Dataset rows:
================

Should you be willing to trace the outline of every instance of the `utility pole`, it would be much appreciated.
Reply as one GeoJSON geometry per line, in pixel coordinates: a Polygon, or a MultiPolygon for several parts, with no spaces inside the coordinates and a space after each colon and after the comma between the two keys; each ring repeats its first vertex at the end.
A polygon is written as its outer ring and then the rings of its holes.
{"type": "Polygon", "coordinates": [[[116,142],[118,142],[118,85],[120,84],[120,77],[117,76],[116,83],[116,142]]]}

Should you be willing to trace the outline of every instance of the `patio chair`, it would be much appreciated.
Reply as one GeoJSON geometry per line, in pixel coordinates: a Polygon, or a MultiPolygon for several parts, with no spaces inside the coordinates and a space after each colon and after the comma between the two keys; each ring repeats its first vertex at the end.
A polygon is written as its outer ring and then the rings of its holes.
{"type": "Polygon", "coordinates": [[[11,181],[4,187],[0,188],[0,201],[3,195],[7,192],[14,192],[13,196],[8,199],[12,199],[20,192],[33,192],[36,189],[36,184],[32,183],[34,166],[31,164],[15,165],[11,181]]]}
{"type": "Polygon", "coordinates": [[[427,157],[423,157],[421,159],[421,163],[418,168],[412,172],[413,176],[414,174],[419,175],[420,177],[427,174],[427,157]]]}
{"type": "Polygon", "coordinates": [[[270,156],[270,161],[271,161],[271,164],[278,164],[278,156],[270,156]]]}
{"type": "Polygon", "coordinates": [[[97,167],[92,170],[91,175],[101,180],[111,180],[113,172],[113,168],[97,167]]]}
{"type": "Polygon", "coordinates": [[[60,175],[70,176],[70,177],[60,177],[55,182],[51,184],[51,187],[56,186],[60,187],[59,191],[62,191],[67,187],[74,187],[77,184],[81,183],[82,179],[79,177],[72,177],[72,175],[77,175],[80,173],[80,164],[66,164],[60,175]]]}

================

◆ REQUIREMENT
Count how many lines in the entries above contain the word "Should", with case counting, and reply with the number alone.

◆ OUTPUT OF THE EXERCISE
2